* **YOUR ASSIGNMENT**:
Copy out each line in the entries below that contains the string "prompts".

* **DATA FOR THE TASK**:
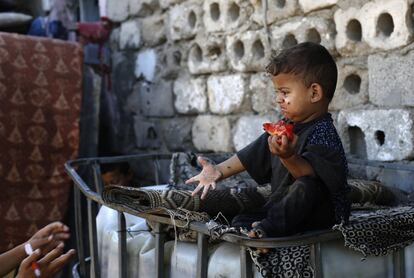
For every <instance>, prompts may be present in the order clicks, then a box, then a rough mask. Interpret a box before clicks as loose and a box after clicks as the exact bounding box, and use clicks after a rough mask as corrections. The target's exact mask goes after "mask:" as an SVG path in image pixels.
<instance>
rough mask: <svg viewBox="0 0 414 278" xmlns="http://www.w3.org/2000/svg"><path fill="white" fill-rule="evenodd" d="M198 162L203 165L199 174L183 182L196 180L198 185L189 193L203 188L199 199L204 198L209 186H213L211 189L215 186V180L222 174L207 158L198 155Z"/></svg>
mask: <svg viewBox="0 0 414 278" xmlns="http://www.w3.org/2000/svg"><path fill="white" fill-rule="evenodd" d="M198 162H199V163H200V164H201V166H202V167H203V170H202V171H201V172H200V174H198V175H197V176H194V177H192V178H190V179H188V180H187V181H186V182H185V183H186V184H189V183H192V182H197V181H198V185H197V187H196V188H195V189H194V191H193V193H192V194H191V195H192V196H194V195H196V194H197V193H198V192H199V191H200V190H201V189H203V193H202V194H201V199H204V198H205V197H206V195H207V192H208V190H209V189H210V187H213V189H215V188H216V181H218V180H219V179H220V178H221V177H222V176H223V173H222V172H220V170H219V169H218V168H217V166H216V165H213V164H211V163H209V162H208V161H207V160H205V159H204V158H202V157H200V156H199V157H198Z"/></svg>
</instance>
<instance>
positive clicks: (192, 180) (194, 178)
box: [185, 174, 200, 184]
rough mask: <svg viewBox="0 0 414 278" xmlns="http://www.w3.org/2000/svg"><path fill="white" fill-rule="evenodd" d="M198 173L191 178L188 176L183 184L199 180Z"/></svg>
mask: <svg viewBox="0 0 414 278" xmlns="http://www.w3.org/2000/svg"><path fill="white" fill-rule="evenodd" d="M199 177H200V174H198V175H197V176H194V177H192V178H189V179H188V180H186V181H185V184H189V183H194V182H197V181H200V178H199Z"/></svg>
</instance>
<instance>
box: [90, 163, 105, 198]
mask: <svg viewBox="0 0 414 278" xmlns="http://www.w3.org/2000/svg"><path fill="white" fill-rule="evenodd" d="M92 169H93V182H94V185H95V191H96V193H98V194H99V195H101V196H102V190H103V183H102V175H101V166H100V165H99V164H98V162H96V161H94V162H93V164H92Z"/></svg>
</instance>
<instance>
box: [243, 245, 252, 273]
mask: <svg viewBox="0 0 414 278" xmlns="http://www.w3.org/2000/svg"><path fill="white" fill-rule="evenodd" d="M247 252H248V251H247V249H246V246H243V245H240V276H241V277H242V278H253V271H252V260H251V258H250V255H249V254H247Z"/></svg>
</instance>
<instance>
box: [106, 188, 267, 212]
mask: <svg viewBox="0 0 414 278" xmlns="http://www.w3.org/2000/svg"><path fill="white" fill-rule="evenodd" d="M269 194H270V187H260V188H243V189H240V188H239V189H237V190H235V189H234V188H232V189H230V188H227V189H223V190H212V191H211V192H210V193H209V194H208V195H207V197H206V198H205V199H204V200H201V199H200V196H198V195H196V196H191V191H189V190H177V189H171V187H170V189H166V190H154V189H145V187H142V188H139V187H128V186H122V185H108V186H105V188H104V190H103V193H102V199H103V200H104V201H105V202H106V203H108V204H115V205H121V206H126V207H128V208H130V209H133V210H135V211H137V212H151V211H152V210H154V209H158V208H163V209H168V210H176V209H185V210H188V211H195V212H205V213H207V214H208V215H209V216H210V217H214V216H216V215H218V214H219V213H221V214H223V215H224V216H226V217H230V218H231V217H233V216H235V215H236V214H239V213H241V212H244V211H250V210H253V209H255V208H257V207H258V206H261V205H263V204H264V203H265V200H266V199H267V197H268V196H269Z"/></svg>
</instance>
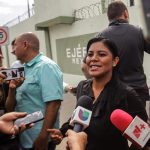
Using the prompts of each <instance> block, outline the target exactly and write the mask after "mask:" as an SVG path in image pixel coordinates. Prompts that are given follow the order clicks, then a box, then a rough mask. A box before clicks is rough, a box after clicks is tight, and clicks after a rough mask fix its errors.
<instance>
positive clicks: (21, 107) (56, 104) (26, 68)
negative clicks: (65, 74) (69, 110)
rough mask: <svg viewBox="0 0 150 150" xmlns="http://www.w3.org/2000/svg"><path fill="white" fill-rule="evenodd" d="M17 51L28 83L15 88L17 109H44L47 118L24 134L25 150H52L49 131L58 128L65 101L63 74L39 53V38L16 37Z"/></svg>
mask: <svg viewBox="0 0 150 150" xmlns="http://www.w3.org/2000/svg"><path fill="white" fill-rule="evenodd" d="M14 51H15V55H16V57H17V59H18V60H20V61H21V62H24V63H25V64H24V67H25V80H24V82H23V84H22V85H21V86H20V87H18V88H17V89H16V104H15V102H14V103H13V105H14V107H15V110H16V111H19V112H22V111H23V112H24V111H25V112H27V113H32V112H35V111H39V110H41V111H42V112H43V114H44V118H45V119H44V120H43V121H40V122H37V123H35V125H34V127H33V128H31V129H29V130H26V131H24V132H23V133H22V134H21V136H20V141H21V146H22V149H23V150H30V149H31V150H32V149H33V148H34V150H47V148H48V149H49V150H53V149H55V145H54V144H53V143H52V142H51V141H50V138H49V134H48V132H47V129H48V128H58V127H59V124H58V115H57V114H58V110H59V107H60V105H61V101H62V99H63V77H62V72H61V71H60V68H59V66H58V65H57V64H56V63H55V62H54V61H52V60H51V59H49V58H48V57H45V56H43V55H42V54H40V52H39V39H38V38H37V36H36V35H35V34H33V33H24V34H22V35H20V36H19V37H17V38H16V40H15V43H14ZM14 91H15V90H14V89H12V90H11V89H10V91H9V92H10V93H11V95H12V97H13V96H14V97H15V92H14ZM9 101H10V100H8V101H7V104H8V103H9ZM11 103H12V102H11ZM11 107H12V106H11Z"/></svg>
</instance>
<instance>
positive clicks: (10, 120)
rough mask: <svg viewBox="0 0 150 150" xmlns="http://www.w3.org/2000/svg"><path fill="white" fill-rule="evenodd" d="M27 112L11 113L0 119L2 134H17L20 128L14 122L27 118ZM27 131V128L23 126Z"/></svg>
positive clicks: (0, 123)
mask: <svg viewBox="0 0 150 150" xmlns="http://www.w3.org/2000/svg"><path fill="white" fill-rule="evenodd" d="M26 115H27V113H26V112H11V113H6V114H4V115H3V116H1V117H0V132H3V133H5V134H12V135H13V134H17V133H18V132H19V131H20V128H19V127H17V126H15V125H14V121H15V120H16V119H18V118H21V117H25V116H26ZM21 127H23V129H25V126H21Z"/></svg>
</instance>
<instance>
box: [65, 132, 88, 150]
mask: <svg viewBox="0 0 150 150" xmlns="http://www.w3.org/2000/svg"><path fill="white" fill-rule="evenodd" d="M66 135H67V149H69V150H85V147H86V144H87V134H86V133H85V132H78V133H76V132H75V131H73V130H68V131H67V133H66Z"/></svg>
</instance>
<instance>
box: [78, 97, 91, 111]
mask: <svg viewBox="0 0 150 150" xmlns="http://www.w3.org/2000/svg"><path fill="white" fill-rule="evenodd" d="M77 106H81V107H83V108H86V109H88V110H92V106H93V100H92V98H91V97H89V96H87V95H83V96H81V97H80V98H79V99H78V101H77Z"/></svg>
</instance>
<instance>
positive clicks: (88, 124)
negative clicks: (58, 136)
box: [70, 95, 93, 132]
mask: <svg viewBox="0 0 150 150" xmlns="http://www.w3.org/2000/svg"><path fill="white" fill-rule="evenodd" d="M92 104H93V100H92V99H91V98H90V97H88V96H86V95H83V96H81V97H80V98H79V100H78V103H77V108H76V109H75V110H74V111H73V114H72V116H71V120H70V125H71V126H73V127H74V128H73V130H74V131H75V132H81V131H83V130H84V129H85V128H87V127H88V126H89V123H90V119H91V115H92V111H91V110H92Z"/></svg>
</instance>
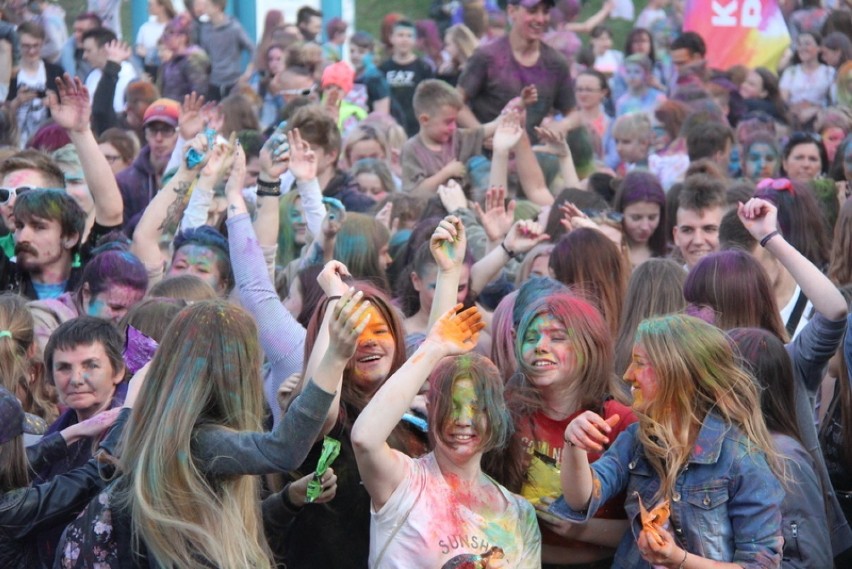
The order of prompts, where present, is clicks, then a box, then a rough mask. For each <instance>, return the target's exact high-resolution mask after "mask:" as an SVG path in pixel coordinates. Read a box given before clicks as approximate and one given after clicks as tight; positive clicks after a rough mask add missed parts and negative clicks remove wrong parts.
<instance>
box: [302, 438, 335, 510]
mask: <svg viewBox="0 0 852 569" xmlns="http://www.w3.org/2000/svg"><path fill="white" fill-rule="evenodd" d="M338 454H340V441H338V440H335V439H333V438H331V437H325V438H324V439H323V441H322V454H320V459H319V460H318V461H317V469H316V471H315V472H314V477H313V479H312V480H311V481H310V482H308V492H307V501H308V503H311V502H313V501H314V500H316V499H317V498H319V495H320V494H322V477H323V474H325V471H326V470H328V467H329V466H331V463H332V462H334V459H335V458H337V455H338Z"/></svg>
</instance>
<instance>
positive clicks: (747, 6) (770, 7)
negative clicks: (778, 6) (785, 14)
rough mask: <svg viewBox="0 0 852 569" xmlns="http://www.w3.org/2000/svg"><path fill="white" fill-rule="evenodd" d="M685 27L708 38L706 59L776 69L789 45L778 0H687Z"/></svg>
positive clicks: (788, 32)
mask: <svg viewBox="0 0 852 569" xmlns="http://www.w3.org/2000/svg"><path fill="white" fill-rule="evenodd" d="M683 29H684V30H686V31H692V32H696V33H698V34H700V35H701V37H702V38H704V41H705V42H707V62H708V63H709V65H710V66H711V67H713V68H716V69H727V68H729V67H731V66H733V65H737V64H739V65H745V66H746V67H750V68H754V67H758V66H763V67H768V68H769V69H772V70H773V71H774V70H775V69H776V67H777V66H778V60H779V59H780V58H781V55H782V54H783V53H784V50H785V49H787V47H788V46H789V45H790V33H789V31H788V30H787V24H786V22H784V16H783V15H782V14H781V8H779V7H778V2H777V0H687V1H686V9H685V10H684V16H683Z"/></svg>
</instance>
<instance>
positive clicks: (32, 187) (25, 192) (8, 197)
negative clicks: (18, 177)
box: [0, 186, 41, 203]
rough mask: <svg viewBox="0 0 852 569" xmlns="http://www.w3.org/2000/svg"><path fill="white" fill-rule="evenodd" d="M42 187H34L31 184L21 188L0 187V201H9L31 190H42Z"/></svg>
mask: <svg viewBox="0 0 852 569" xmlns="http://www.w3.org/2000/svg"><path fill="white" fill-rule="evenodd" d="M40 189H41V188H33V187H31V186H21V187H19V188H0V203H9V201H10V200H11V199H12V198H13V197H15V196H20V195H22V194H25V193H26V192H28V191H30V190H40Z"/></svg>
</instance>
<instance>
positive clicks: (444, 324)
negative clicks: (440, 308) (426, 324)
mask: <svg viewBox="0 0 852 569" xmlns="http://www.w3.org/2000/svg"><path fill="white" fill-rule="evenodd" d="M463 306H464V305H462V304H456V305H455V306H454V307H452V308H451V309H450V310H449V311H447V312H446V313H445V314H444V315H443V316H441V317H440V318H439V319H438V320H437V321H436V322H435V324H433V325H432V328H431V329H430V330H429V335H428V336H427V337H426V341H427V342H434V343H435V344H436V345H439V346H441V348H442V350H443V351H444V355H445V356H456V355H460V354H464V353H467V352H469V351H470V350H472V349H473V347H474V346H476V342H477V340H478V339H479V332H480V331H481V330H482V329H483V328H485V323H484V322H483V321H482V315H481V314H480V313H479V310H478V309H477V308H476V307H475V306H474V307H471V308H468V309H467V310H464V311H462V312H459V311H460V310H461V309H462V308H463Z"/></svg>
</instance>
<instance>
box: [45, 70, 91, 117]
mask: <svg viewBox="0 0 852 569" xmlns="http://www.w3.org/2000/svg"><path fill="white" fill-rule="evenodd" d="M47 106H48V108H49V109H50V114H51V115H52V116H53V120H54V121H55V122H56V124H58V125H59V126H61V127H62V128H64V129H65V130H68V131H71V132H85V131H87V130H88V129H89V128H91V124H90V120H91V117H92V104H91V103H90V102H89V90H88V89H86V86H85V85H83V82H82V81H81V80H80V78H79V77H71V76H70V75H69V74H68V73H66V74H65V75H64V76H63V77H57V78H56V93H54V92H52V91H48V93H47Z"/></svg>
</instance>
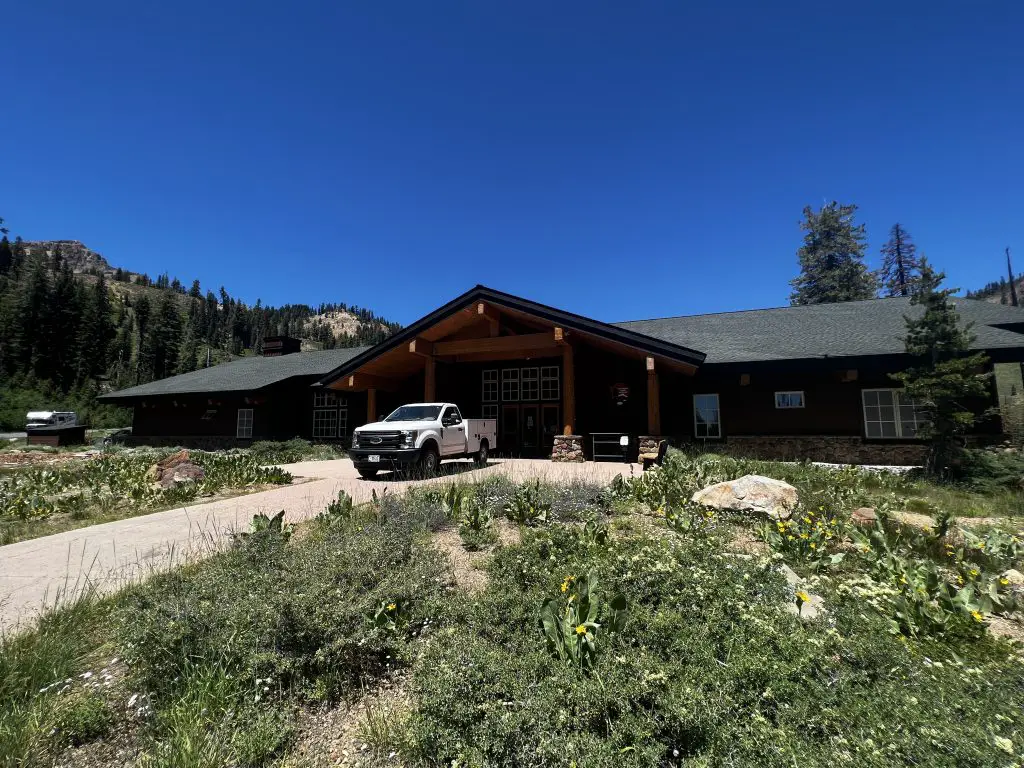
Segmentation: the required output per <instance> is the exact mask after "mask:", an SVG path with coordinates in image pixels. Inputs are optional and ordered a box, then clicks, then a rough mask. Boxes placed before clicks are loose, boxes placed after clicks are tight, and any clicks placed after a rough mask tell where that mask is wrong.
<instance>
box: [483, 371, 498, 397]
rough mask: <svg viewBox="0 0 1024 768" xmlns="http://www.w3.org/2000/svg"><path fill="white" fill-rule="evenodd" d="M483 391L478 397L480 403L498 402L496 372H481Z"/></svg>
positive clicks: (489, 371)
mask: <svg viewBox="0 0 1024 768" xmlns="http://www.w3.org/2000/svg"><path fill="white" fill-rule="evenodd" d="M482 381H483V391H482V393H481V395H480V400H481V401H482V402H498V370H497V369H495V370H493V371H484V372H483V379H482Z"/></svg>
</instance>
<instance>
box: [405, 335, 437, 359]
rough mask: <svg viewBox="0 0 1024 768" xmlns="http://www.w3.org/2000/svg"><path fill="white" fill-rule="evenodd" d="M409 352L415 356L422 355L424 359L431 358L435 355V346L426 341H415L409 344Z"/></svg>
mask: <svg viewBox="0 0 1024 768" xmlns="http://www.w3.org/2000/svg"><path fill="white" fill-rule="evenodd" d="M409 351H410V352H412V353H413V354H420V355H423V356H424V357H431V356H432V355H433V353H434V345H433V343H432V342H429V341H427V340H426V339H419V338H417V339H413V340H412V341H411V342H409Z"/></svg>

* **RESPONSE TO THE EXERCISE**:
For every <instance>, prompts may be present in the order clicks, then a box, then a rough mask. Interpret a box before clicks as loose and a box after clicks as the exact bounding box, and use clicks after a rough mask as corrections. The target's exact mask goes after "mask:" as an SVG path in image pixels.
Using the prompts of each <instance> block, outline the target exactly and write the mask after "mask:" as an SVG path in image pixel coordinates. Prompts that are given follow the order clicks, then a box, then a rough mask. A box before clicks is rough, a box after clicks is tight, and clicks after a rough mask fix its errors.
The order of prompts, where present, is clicks, then a box, then a rough mask. For each <instance>, return the target's exact high-resolution mask after "mask:" as an SVG path in pixel coordinates. Read a box given before clicks as approximate and one given after clicks as tight; positive clicks after a rough mask add missed parts and negative clicks remove wrong parts.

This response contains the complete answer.